Tarefas>
1. Traduza para o inglês a frase "Esse é o futuro e, de novo, é um futuro positivo para o mundo." do trecho fornecido.
2. Extraia do trecho fornecido, sem qualquer alteração, a parte que começa com as palavras que contêm "Se uma companhia" e termina com "maioria das pessoas?".

Devemos, então, esperar que as companhias tenham essa preocupação, uma consciência de que fazer algo bom faz bem aos negócios?

Algumas das grandes companhias têm um propósito e ambição de melhorar vidas. Se você perguntar o que motiva as pessoas que trabalham na Apple, que é a companhia mais valiosa do mundo, certamente ouvirá entre as respostas usar produtos da Apple para melhorar a vida das pessoas. Se fizer o mesmo na Unilever, vai ver que eles estão preocupados em fazer com que tenhamos um futuro sustentável. São pessoas que se importam com as consequências de seus produtos no meio ambiente e no futuro que estamos criando. E eles se importam tanto com isso quanto com o lucro da empresa. Há pouco tempo ouvi algo muito interessante: é esse conceito transformado de forma bem simples, em três sentenças. De que “fazer melhor é bom”, “fazer o bem é melhor” e “fazer os dois é o que há de melhor”. E isso, na minha opinião, sintetiza a nova raça de líderes que estamos vendo emergir no mundo hoje. Essa liderança sabe que a pressão das companhias por resultados e por melhorar seu desempenho não vai desaparecer, mas ao mesmo tempo entende que precisa ser uma força para fazer o bem e deixar uma marca positiva para a sociedade. Se você olhar para a próxima geração que está chegando ao mercado de trabalho, verá que eles querem ser parte de algo que faça a diferença e possa mudar o mundo para melhor. Por isso quando penso nos negócios como motor de transformação, eu tenho uma visão positiva.

E as empresas percebem isso?

Se uma companhia quer os melhores talentos do mercado de trabalho, terá de reconhecer não apenas a importância de resultados financeiros, mas do impacto do que está fazendo em termos de criar melhores oportunidades para os consumidores, para as comunidades em que vive e que tudo isso será ainda mais importante no futuro. O fato de que as forças do mercado podem fazer a diferença ganhará um foco crescente nos negócios, então vejo uma mudança na perspectiva do público em geral, que irá de “não sei se confio nesta empresa” para “eu entendo que é através dos negócios que podemos fazer a diferença no mundo, então precisamos dos melhores talentos, das pessoas que realmente se importam”.

Mesmo em tempos de crise, há muitas oportunidades a serem aproveitadas. Como é possível perceber essas oportunidades e fazer algo positivo para a maioria das pessoas?

Pensando em lideranças que façam as coisas acontecerem, é preciso pensar nos atributos desse líder. A grande crítica hoje aos líderes em negócios é que eles são egoístas e só pensam em fazer dinheiro, muito mais para si mesmos do que para a empresa. Um desses atributos, portanto, é que o novo líder tenha propósito e ambição de fazer algo pelo bem dos outros. Outra coisa é que ele precisa entender como “destravar” o potencial humano que o cerca e entender que a chave para a inovação, para criar e implementar ideias para mudar o mundo para melhor é a colaboração efetiva. E a maneira de fazer isso não é ter uma pessoa dizendo a outras o que fazer, pois esse é o modelo antigo, nem se cercar de gente que pensa da mesma maneira, porque isso não é colaboração, é clonagem. O valor real da colaboração é se cercar de pessoas que são diferentes e construir pontes para compartilhar objetivos, de modo que possam dividir seus insights, ideias, experiências e cocriar soluções para os desafios que enfrentamos. Precisamos de líderes que sejam grandes colaboradores e entendam como reunir pessoas de vários perfis e perspectivas diferentes para pensar juntos. Esse é o futuro e, de novo, é um futuro positivo para o mundo.

Itens>
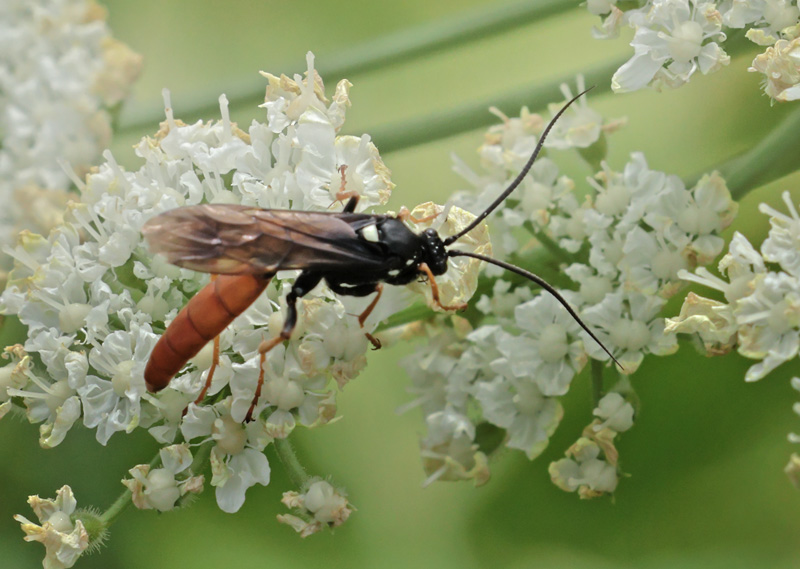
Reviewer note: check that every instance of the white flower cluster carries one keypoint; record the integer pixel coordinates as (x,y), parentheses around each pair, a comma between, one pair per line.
(590,466)
(60,73)
(502,376)
(760,315)
(94,300)
(674,39)
(319,506)
(64,537)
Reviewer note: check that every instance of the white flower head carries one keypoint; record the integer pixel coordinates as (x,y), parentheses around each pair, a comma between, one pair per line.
(673,40)
(449,451)
(320,505)
(161,488)
(237,459)
(783,244)
(780,65)
(64,539)
(585,470)
(580,126)
(60,72)
(615,412)
(629,325)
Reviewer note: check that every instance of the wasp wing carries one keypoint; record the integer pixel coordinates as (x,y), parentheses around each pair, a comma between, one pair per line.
(235,239)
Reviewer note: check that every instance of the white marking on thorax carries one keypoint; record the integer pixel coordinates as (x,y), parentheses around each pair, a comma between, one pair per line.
(370,233)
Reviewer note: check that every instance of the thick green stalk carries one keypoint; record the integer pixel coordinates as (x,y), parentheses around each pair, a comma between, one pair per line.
(475,115)
(392,49)
(772,158)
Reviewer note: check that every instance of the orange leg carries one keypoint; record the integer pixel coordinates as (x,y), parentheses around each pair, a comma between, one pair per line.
(262,357)
(435,290)
(211,370)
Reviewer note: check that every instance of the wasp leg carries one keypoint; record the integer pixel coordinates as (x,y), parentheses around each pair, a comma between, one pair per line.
(362,290)
(214,363)
(302,286)
(211,370)
(423,267)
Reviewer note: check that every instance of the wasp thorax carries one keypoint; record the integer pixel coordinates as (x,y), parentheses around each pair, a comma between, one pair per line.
(435,253)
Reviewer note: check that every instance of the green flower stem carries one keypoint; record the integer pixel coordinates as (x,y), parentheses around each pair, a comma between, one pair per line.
(290,462)
(12,331)
(597,381)
(472,116)
(772,158)
(391,49)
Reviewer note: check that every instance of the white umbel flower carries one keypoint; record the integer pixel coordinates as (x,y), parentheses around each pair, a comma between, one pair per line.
(64,539)
(60,72)
(673,40)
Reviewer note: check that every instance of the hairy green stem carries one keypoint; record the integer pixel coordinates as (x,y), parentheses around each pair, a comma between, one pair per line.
(291,463)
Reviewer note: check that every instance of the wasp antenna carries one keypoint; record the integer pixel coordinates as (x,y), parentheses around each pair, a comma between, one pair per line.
(518,180)
(542,283)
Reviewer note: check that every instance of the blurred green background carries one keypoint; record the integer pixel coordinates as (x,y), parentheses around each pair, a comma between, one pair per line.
(705,458)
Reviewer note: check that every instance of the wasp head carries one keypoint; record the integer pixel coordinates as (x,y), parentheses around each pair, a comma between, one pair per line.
(435,254)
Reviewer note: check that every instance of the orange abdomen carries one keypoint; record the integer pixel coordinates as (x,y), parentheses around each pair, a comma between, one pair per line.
(206,315)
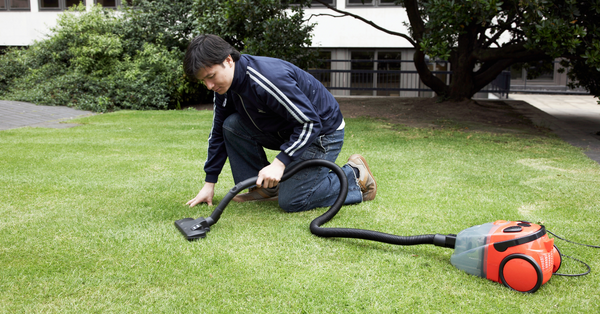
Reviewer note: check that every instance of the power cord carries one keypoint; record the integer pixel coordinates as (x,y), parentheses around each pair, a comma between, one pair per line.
(582,262)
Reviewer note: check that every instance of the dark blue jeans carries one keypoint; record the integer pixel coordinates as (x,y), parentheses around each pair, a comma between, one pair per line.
(310,187)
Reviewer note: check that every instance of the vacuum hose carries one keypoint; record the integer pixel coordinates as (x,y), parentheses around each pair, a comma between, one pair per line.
(315,225)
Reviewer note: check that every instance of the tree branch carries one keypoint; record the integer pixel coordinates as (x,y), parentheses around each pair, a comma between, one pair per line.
(385,30)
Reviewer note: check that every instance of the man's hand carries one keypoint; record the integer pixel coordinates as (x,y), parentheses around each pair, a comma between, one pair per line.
(205,195)
(270,175)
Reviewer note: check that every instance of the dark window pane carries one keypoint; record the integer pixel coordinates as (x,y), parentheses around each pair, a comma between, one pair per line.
(49,4)
(19,4)
(388,61)
(362,72)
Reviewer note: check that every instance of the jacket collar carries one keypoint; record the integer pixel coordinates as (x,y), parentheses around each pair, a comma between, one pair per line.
(239,75)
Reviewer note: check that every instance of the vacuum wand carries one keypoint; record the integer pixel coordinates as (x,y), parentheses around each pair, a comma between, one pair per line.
(194,229)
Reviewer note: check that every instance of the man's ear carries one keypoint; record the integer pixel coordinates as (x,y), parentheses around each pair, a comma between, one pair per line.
(229,60)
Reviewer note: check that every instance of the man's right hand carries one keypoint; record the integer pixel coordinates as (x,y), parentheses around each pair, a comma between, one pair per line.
(205,195)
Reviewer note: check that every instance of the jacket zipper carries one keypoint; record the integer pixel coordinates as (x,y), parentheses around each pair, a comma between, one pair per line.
(244,106)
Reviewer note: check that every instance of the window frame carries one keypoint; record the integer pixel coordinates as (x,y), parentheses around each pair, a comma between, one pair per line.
(315,4)
(372,4)
(7,7)
(62,5)
(118,4)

Respostas por tarefa>
1. This is the future and, once again, it is a positive future for the world.

2.
Se uma companhia quer os melhores talentos do mercado de trabalho, terá de reconhecer não apenas a importância de resultados financeiros, mas do impacto do que está fazendo em termos de criar melhores oportunidades para os consumidores, para as comunidades em que vive e que tudo isso será ainda mais importante no futuro. O fato de que as forças do mercado podem fazer a diferença ganhará um foco crescente nos negócios, então vejo uma mudança na perspectiva do público em geral, que irá de “não sei se confio nesta empresa” para “eu entendo que é através dos negócios que podemos fazer a diferença no mundo, então precisamos dos melhores talentos, das pessoas que realmente se importam”.

Mesmo em tempos de crise, há muitas oportunidades a serem aproveitadas. Como é possível perceber essas oportunidades e fazer algo positivo para a maioria das pessoas?